» **INSTRUCTIONS TO FOLLOW**: Render the data from its start up to and including the line that contains "24 133 L 24" as a Markdown table with the columns Row and Line, numbering each line and leaving out blank lines.

» **RECORD EXTRACTS**:
==========

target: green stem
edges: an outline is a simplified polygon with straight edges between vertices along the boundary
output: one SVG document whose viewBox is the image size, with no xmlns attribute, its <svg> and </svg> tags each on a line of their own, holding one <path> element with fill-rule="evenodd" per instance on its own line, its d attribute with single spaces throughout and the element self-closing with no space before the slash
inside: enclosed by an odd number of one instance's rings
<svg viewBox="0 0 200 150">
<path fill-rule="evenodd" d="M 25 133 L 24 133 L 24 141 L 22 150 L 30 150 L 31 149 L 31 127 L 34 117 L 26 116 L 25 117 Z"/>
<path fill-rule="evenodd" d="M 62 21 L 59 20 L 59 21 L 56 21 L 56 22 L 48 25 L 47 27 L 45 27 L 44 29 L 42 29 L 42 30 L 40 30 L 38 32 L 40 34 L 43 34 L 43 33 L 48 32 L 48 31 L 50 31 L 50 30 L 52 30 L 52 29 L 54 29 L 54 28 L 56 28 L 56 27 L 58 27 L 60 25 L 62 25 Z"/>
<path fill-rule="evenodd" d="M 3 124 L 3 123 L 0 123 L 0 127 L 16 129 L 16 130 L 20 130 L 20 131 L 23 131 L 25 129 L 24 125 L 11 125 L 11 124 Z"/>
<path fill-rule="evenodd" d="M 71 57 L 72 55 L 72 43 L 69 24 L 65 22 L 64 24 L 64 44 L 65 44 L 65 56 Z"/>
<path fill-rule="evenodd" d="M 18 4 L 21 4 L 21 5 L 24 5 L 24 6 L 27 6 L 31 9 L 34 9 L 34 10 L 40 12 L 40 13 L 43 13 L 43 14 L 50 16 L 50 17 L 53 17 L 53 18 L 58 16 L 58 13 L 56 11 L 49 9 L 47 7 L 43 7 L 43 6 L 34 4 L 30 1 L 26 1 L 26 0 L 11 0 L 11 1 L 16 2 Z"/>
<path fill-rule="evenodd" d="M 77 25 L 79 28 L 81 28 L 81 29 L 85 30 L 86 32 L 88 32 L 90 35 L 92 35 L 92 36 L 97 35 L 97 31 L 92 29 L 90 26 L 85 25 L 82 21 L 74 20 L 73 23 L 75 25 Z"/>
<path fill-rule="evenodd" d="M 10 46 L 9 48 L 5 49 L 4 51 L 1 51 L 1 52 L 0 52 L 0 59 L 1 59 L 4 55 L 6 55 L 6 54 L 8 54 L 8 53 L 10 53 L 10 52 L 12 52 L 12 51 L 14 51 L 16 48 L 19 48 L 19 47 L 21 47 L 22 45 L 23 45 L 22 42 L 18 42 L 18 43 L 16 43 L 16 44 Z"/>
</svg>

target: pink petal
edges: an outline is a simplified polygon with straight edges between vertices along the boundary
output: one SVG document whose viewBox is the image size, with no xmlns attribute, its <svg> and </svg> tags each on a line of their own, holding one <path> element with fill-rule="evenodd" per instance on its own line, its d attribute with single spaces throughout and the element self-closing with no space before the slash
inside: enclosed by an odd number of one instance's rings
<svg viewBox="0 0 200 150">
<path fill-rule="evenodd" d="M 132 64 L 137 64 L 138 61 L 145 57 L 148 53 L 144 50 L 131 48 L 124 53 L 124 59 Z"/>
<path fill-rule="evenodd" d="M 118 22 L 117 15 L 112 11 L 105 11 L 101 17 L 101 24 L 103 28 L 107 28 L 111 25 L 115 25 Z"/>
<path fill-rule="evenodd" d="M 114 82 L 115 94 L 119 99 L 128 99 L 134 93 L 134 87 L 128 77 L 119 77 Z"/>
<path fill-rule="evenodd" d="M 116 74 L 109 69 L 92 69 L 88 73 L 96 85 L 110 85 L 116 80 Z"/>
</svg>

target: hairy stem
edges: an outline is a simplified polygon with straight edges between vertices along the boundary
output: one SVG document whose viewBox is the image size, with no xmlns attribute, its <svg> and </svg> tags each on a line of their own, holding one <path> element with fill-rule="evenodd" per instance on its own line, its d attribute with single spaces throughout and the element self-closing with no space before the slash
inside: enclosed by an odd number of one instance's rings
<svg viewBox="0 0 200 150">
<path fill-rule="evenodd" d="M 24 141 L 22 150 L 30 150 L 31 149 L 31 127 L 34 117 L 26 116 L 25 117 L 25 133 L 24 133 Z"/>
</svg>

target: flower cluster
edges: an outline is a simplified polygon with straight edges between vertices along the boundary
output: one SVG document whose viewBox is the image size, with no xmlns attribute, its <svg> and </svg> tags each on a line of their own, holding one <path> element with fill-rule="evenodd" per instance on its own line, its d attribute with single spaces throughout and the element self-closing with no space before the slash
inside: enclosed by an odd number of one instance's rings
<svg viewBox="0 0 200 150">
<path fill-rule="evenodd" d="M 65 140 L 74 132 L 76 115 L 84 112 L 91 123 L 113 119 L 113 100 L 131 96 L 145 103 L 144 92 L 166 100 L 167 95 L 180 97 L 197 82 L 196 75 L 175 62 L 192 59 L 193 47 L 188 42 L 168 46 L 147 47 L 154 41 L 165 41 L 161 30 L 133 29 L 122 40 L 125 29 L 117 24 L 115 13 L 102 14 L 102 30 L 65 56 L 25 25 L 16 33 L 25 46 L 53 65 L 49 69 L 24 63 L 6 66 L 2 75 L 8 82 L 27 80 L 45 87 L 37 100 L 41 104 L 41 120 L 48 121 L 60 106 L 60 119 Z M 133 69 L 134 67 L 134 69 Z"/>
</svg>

==========

» **FINAL ANSWER**:
| Row | Line |
|---|---|
| 1 | target: green stem |
| 2 | edges: an outline is a simplified polygon with straight edges between vertices along the boundary |
| 3 | output: one SVG document whose viewBox is the image size, with no xmlns attribute, its <svg> and </svg> tags each on a line of their own, holding one <path> element with fill-rule="evenodd" per instance on its own line, its d attribute with single spaces throughout and the element self-closing with no space before the slash |
| 4 | inside: enclosed by an odd number of one instance's rings |
| 5 | <svg viewBox="0 0 200 150"> |
| 6 | <path fill-rule="evenodd" d="M 25 133 L 24 133 L 24 141 L 22 150 L 30 150 L 31 149 L 31 127 L 34 117 L 26 116 L 25 117 Z"/> |